• [Set tasks]
1 - Answer these from the Loyola Blakefield article:
(a) How many students does the school enroll, and in which grades?
(b) In what year did Loyola buy the land in Towson now known as Blakefield?
(c) Who became Loyola's first African-American student, and in what year?
2 - Copy out everything in the Loyola Blakefield article from "Physical improvements in" down to "to Wheeler Hall.".
3 - Translate this sentence from the Loyola Blakefield article into Spanish: "In 1933, with the support of the Blake family, Loyola purchased the land known today as Blakefield in Towson, Maryland."

• [Excerpted passage]
Loyola Blakefield is a private Catholic, college preparatory school run by the USA East Province of the Society of Jesus in Towson, Maryland and within the Archdiocese of Baltimore. It was established in 1852 by the Jesuits as an all-boys school for students from Baltimore, Baltimore County, Harford County, Carroll County, Howard County, Anne Arundel County, and Southern Pennsylvania. It enrolls over 900 students in grades six through twelve. The school was originally called Loyola High School    when it was established in 1852. The name change occurred when it added a middle school.

History 
Irish-American Archbishop Francis Kenrick asked the Jesuits to oversee the formation of a school for laymen that would incorporate the Jesuit standards of excellence and build new men conscious of a religious purpose. His request was prompted by the 1852 closure of nearby St. Mary's College. Construction of Loyola High School began on Holliday Street in Baltimore, Maryland, in early 1852, and on September 15, 1852, the school enrolled its first students. Irish-American Rev. John Early, S.J. and eight other Jesuits are credited with the founding of the Loyola. Loyola operated as a component of Loyola University Maryland until its separation in 1921.

In the early 1930s the growing and cramped high school began to look toward moving north of the city. In 1933, with the support of the Blake family, Loyola purchased the land known today as Blakefield in Towson, Maryland. In 1941, the downtown campus officially closed. Between 1981 and 1988, a Middle School was gradually introduced, and in recognition of the two levels of education, Loyola High School officially became known as Loyola Blakefield. Kenneth Montague became the first African-American student at Loyola in 1956.

Physical improvements in recent years have included the construction of Knott Hall which houses the student commons and dining hall, athletic center, and alumni areas, Burk Hall academic wing, renovations to the 60-year-old science laboratories, construction of St. Ignatius Hall, and construction of an additional section to Wheeler Hall.

Loyola Blakefield has a tradition of honoring alumni from 50 years earlier at its graduation ceremony. "Bring back the men from 50 years before to see a new generation graduate," writes James Maliszewski, whose grandfather died a year before they could have attended together as 1937 and 1987 graduates.

• [Supplied material]
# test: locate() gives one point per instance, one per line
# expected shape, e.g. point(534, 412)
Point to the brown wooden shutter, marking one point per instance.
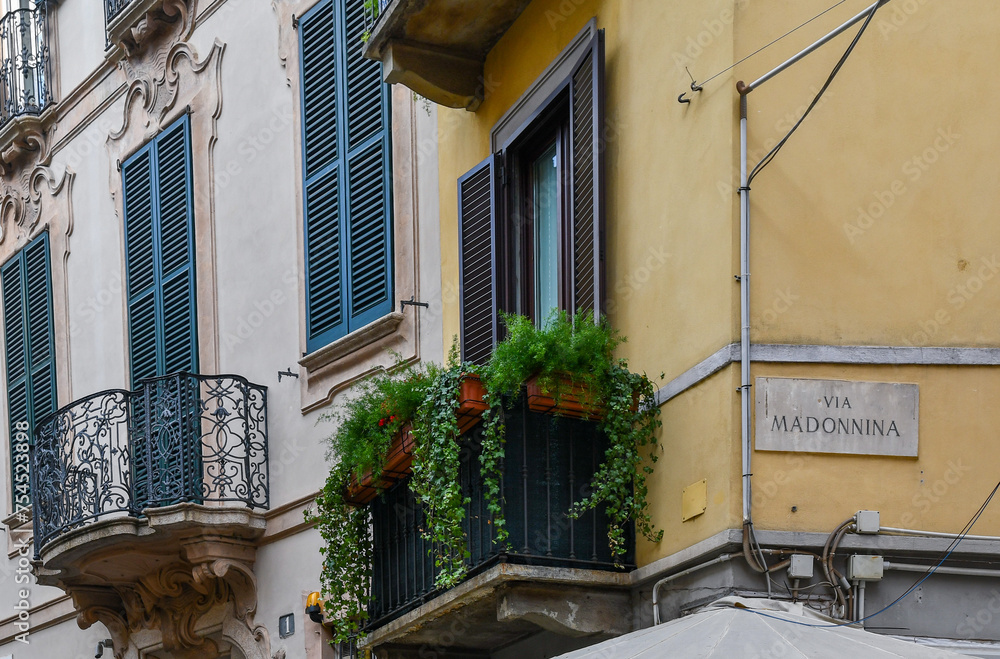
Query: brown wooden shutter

• [Answers given]
1 -
(a) Over 900 students, in grades six through twelve.
(b) 1933.
(c) Kenneth Montague, in 1956.

2 -
Physical improvements in recent years have included the construction of Knott Hall which houses the student commons and dining hall, athletic center, and alumni areas, Burk Hall academic wing, renovations to the 60-year-old science laboratories, construction of St. Ignatius Hall, and construction of an additional section to Wheeler Hall.

3 - En 1933, con el apoyo de la familia Blake, Loyola compró el terreno conocido hoy como Blakefield en Towson, Maryland.